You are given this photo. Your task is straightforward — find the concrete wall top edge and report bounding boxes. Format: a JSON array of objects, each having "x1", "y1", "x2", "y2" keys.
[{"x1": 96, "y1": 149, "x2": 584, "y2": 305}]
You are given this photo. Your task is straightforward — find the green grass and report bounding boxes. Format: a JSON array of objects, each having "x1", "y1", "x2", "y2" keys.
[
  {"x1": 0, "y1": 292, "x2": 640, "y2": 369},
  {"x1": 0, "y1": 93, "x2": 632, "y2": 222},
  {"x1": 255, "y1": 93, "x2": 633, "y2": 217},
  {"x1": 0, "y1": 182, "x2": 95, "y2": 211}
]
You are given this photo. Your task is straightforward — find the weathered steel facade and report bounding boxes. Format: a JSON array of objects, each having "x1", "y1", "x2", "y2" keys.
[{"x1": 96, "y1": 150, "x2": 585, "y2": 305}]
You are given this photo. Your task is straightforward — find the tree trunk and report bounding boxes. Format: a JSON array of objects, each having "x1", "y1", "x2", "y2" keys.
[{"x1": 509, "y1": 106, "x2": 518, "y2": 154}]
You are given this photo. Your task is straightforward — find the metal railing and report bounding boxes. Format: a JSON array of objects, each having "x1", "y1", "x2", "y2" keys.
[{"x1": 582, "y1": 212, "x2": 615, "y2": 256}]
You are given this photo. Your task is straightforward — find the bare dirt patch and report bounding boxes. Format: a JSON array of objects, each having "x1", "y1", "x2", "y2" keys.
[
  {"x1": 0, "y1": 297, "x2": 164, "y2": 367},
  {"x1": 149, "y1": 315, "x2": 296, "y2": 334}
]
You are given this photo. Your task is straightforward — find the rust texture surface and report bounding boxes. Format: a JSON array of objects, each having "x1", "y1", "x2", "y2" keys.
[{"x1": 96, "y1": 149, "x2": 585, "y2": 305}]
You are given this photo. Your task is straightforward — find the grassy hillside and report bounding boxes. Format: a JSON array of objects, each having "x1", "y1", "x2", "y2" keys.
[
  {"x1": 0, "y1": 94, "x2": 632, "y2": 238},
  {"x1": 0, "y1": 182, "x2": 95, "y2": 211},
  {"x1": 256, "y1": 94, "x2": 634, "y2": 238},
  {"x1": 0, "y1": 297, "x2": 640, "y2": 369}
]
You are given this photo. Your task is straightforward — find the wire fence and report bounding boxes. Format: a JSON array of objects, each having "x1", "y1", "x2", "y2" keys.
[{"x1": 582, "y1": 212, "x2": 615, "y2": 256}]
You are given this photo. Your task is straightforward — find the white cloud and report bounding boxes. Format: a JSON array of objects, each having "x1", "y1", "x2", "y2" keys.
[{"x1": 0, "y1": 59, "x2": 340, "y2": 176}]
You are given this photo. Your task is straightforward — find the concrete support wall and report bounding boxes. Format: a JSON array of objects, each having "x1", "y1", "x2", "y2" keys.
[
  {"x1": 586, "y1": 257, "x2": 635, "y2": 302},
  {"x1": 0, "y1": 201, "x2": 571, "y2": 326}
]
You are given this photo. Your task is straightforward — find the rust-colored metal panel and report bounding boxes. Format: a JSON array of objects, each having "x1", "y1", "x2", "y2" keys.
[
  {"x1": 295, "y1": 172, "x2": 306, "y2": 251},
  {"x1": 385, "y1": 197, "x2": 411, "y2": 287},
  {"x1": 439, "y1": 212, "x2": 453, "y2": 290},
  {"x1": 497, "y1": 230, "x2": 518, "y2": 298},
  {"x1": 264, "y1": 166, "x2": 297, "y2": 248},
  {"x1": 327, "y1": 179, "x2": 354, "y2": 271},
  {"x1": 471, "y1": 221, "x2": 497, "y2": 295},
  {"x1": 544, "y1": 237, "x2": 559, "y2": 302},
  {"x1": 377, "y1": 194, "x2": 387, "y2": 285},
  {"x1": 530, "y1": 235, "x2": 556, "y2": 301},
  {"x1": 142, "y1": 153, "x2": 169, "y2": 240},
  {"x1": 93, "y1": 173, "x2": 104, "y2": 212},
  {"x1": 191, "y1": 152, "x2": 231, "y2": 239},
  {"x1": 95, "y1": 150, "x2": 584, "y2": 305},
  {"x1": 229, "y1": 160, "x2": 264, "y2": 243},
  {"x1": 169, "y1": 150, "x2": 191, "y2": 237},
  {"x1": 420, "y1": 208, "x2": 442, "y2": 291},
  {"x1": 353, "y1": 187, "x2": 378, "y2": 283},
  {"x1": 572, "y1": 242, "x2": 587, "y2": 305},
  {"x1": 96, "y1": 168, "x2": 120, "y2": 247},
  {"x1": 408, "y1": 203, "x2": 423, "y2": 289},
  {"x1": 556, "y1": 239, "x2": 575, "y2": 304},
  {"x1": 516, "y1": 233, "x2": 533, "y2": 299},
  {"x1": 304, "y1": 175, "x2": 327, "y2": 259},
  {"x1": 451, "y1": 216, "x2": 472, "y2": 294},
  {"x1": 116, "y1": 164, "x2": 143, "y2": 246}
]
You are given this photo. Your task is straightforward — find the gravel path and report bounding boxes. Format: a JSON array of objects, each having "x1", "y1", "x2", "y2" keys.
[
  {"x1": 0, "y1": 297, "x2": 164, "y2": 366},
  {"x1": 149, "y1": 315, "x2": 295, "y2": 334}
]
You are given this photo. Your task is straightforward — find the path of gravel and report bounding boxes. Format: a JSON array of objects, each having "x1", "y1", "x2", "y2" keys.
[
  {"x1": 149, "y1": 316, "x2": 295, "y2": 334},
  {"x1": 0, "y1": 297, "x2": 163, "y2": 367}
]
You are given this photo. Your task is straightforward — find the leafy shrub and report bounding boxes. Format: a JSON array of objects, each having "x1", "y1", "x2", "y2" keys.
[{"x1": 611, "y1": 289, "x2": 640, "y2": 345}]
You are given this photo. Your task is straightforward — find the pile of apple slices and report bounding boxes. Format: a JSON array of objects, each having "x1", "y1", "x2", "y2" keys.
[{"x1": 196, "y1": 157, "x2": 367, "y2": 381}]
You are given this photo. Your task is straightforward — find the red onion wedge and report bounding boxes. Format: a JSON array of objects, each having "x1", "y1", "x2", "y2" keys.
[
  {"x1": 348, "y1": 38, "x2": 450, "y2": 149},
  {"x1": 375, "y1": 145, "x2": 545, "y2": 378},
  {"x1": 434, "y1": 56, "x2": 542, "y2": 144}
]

Given exercise: Arrange every line of all the items above into a Markdown table with two columns, Row and Text. Number each row and skip any blank lines.

Solution below:
| Row | Text |
|---|---|
| 1 | You are given this photo. Your task is straightforward — find the concrete wall top edge and report bounding boxes. Format: a JSON array of objects, each having "x1", "y1", "x2", "y2" keys. |
| 2 | [{"x1": 96, "y1": 149, "x2": 584, "y2": 305}] |
| 3 | You are given this photo. Your task is straightforward — find the green grass and report bounding boxes. Format: a JSON array of objects, each having "x1", "y1", "x2", "y2" keys. |
| 4 | [ |
| 5 |   {"x1": 0, "y1": 292, "x2": 640, "y2": 369}, |
| 6 |   {"x1": 0, "y1": 93, "x2": 632, "y2": 222}, |
| 7 |   {"x1": 255, "y1": 93, "x2": 633, "y2": 217}, |
| 8 |   {"x1": 0, "y1": 182, "x2": 95, "y2": 211} |
| 9 | ] |
| 10 | You are given this photo. Your task is straightforward — find the weathered steel facade and report bounding boxes. Format: a JSON array of objects, each having "x1", "y1", "x2", "y2" keys. |
| 11 | [{"x1": 96, "y1": 150, "x2": 585, "y2": 305}] |
| 12 | You are given this photo. Your task is straightforward — find the tree trunk and report bounding boxes. Format: a JSON array of objects, each having "x1", "y1", "x2", "y2" keys. |
| 13 | [{"x1": 509, "y1": 106, "x2": 518, "y2": 154}] |
| 14 | You are given this photo. Your task is straightforward — find the metal railing and report bounding boxes. Format: a JSON array of objects, each having "x1", "y1", "x2", "y2" keys. |
| 15 | [{"x1": 582, "y1": 212, "x2": 615, "y2": 256}] |
| 16 | You are given this photo. Your task is straightforward — find the bare dirt patch and report bounding boxes. Format: a JSON array of objects, each having "x1", "y1", "x2", "y2" keys. |
| 17 | [ |
| 18 |   {"x1": 0, "y1": 297, "x2": 164, "y2": 367}, |
| 19 |   {"x1": 149, "y1": 315, "x2": 296, "y2": 334} |
| 20 | ] |
| 21 | You are given this photo. Your task is straightforward — find the rust texture surface and report bounding boxes. Format: a JSON array of objects, each having "x1", "y1", "x2", "y2" keys. |
| 22 | [{"x1": 96, "y1": 149, "x2": 585, "y2": 305}] |
| 23 | You are given this photo. Your task is straightforward — find the grassy hillside and report bounding boxes. Format: a JSON array of objects, each having "x1", "y1", "x2", "y2" keys. |
| 24 | [ |
| 25 |   {"x1": 0, "y1": 94, "x2": 632, "y2": 238}, |
| 26 |   {"x1": 0, "y1": 182, "x2": 95, "y2": 211}, |
| 27 |   {"x1": 256, "y1": 94, "x2": 634, "y2": 238}, |
| 28 |   {"x1": 0, "y1": 297, "x2": 640, "y2": 369} |
| 29 | ] |
| 30 | You are given this photo. Your task is straightforward — find the wire fence and report bounding boxes. Format: a JSON array of objects, each having "x1", "y1", "x2", "y2" keys. |
| 31 | [{"x1": 582, "y1": 212, "x2": 615, "y2": 256}] |
| 32 | You are given this photo. Your task is straightforward — find the white cloud and report bounding boxes. Format: a JSON array of objects, each having "x1", "y1", "x2", "y2" keys. |
| 33 | [{"x1": 0, "y1": 59, "x2": 340, "y2": 176}] |
| 34 | You are given this photo. Your task is straightforward — find the concrete support wall and report bounding boxes. Format: a JSON array of objects, each having "x1", "y1", "x2", "y2" keys. |
| 35 | [ |
| 36 |   {"x1": 586, "y1": 257, "x2": 635, "y2": 302}, |
| 37 |   {"x1": 0, "y1": 201, "x2": 571, "y2": 326} |
| 38 | ] |
| 39 | You are given this photo. Your task is straightforward — find the rust-colored metal panel and report bounding boxes. Format: a JSON array of objects, each having "x1", "y1", "x2", "y2" keys. |
| 40 | [ |
| 41 |   {"x1": 295, "y1": 172, "x2": 306, "y2": 251}, |
| 42 |   {"x1": 385, "y1": 197, "x2": 411, "y2": 287}, |
| 43 |   {"x1": 439, "y1": 212, "x2": 453, "y2": 290}, |
| 44 |   {"x1": 497, "y1": 230, "x2": 518, "y2": 298}, |
| 45 |   {"x1": 264, "y1": 166, "x2": 297, "y2": 248}, |
| 46 |   {"x1": 327, "y1": 179, "x2": 354, "y2": 271}, |
| 47 |   {"x1": 471, "y1": 221, "x2": 497, "y2": 295}, |
| 48 |   {"x1": 544, "y1": 237, "x2": 559, "y2": 302}, |
| 49 |   {"x1": 377, "y1": 194, "x2": 387, "y2": 285}, |
| 50 |   {"x1": 530, "y1": 235, "x2": 556, "y2": 301}, |
| 51 |   {"x1": 142, "y1": 153, "x2": 169, "y2": 240}, |
| 52 |   {"x1": 93, "y1": 173, "x2": 104, "y2": 212}, |
| 53 |   {"x1": 191, "y1": 152, "x2": 231, "y2": 239}, |
| 54 |   {"x1": 95, "y1": 150, "x2": 584, "y2": 305}, |
| 55 |   {"x1": 229, "y1": 160, "x2": 264, "y2": 243}, |
| 56 |   {"x1": 169, "y1": 150, "x2": 191, "y2": 237}, |
| 57 |   {"x1": 420, "y1": 208, "x2": 442, "y2": 291}, |
| 58 |   {"x1": 353, "y1": 187, "x2": 378, "y2": 283}, |
| 59 |   {"x1": 572, "y1": 242, "x2": 587, "y2": 305}, |
| 60 |   {"x1": 96, "y1": 168, "x2": 120, "y2": 247}, |
| 61 |   {"x1": 408, "y1": 203, "x2": 423, "y2": 289}, |
| 62 |   {"x1": 556, "y1": 239, "x2": 575, "y2": 304}, |
| 63 |   {"x1": 516, "y1": 233, "x2": 533, "y2": 299}, |
| 64 |   {"x1": 304, "y1": 175, "x2": 327, "y2": 259}, |
| 65 |   {"x1": 451, "y1": 216, "x2": 472, "y2": 294}, |
| 66 |   {"x1": 116, "y1": 164, "x2": 143, "y2": 246} |
| 67 | ] |
| 68 | You are given this photo. Your task is straightforward — find the gravel path and report bounding boxes. Format: a JSON array of objects, each having "x1", "y1", "x2", "y2" keys. |
| 69 | [ |
| 70 |   {"x1": 0, "y1": 297, "x2": 164, "y2": 366}, |
| 71 |   {"x1": 149, "y1": 315, "x2": 295, "y2": 334} |
| 72 | ] |
| 73 | You are given this photo. Your task is straightforward — find the path of gravel and report bounding boxes. Format: a JSON array of objects, each having "x1", "y1", "x2", "y2" keys. |
| 74 | [ |
| 75 |   {"x1": 149, "y1": 316, "x2": 295, "y2": 334}, |
| 76 |   {"x1": 0, "y1": 297, "x2": 163, "y2": 367} |
| 77 | ] |
| 78 | You are given this photo. Your task is straightforward — find the leafy shrub and report bounding boxes. Format: a JSON array of objects, each having "x1", "y1", "x2", "y2" keys. |
| 79 | [{"x1": 611, "y1": 289, "x2": 640, "y2": 345}] |
| 80 | You are given this photo. Your task is straightforward — find the pile of apple slices and report bounding boxes. Format: a JSON array of objects, each having "x1", "y1", "x2", "y2" keys. |
| 81 | [{"x1": 196, "y1": 157, "x2": 367, "y2": 381}] |
| 82 | You are given this photo. Your task is straightforward — find the red onion wedge and report bounding boxes. Format: a JSON array of objects, each having "x1", "y1", "x2", "y2" keys. |
| 83 | [ |
| 84 |   {"x1": 348, "y1": 38, "x2": 450, "y2": 149}, |
| 85 |   {"x1": 375, "y1": 145, "x2": 545, "y2": 378}, |
| 86 |   {"x1": 434, "y1": 56, "x2": 542, "y2": 144} |
| 87 | ] |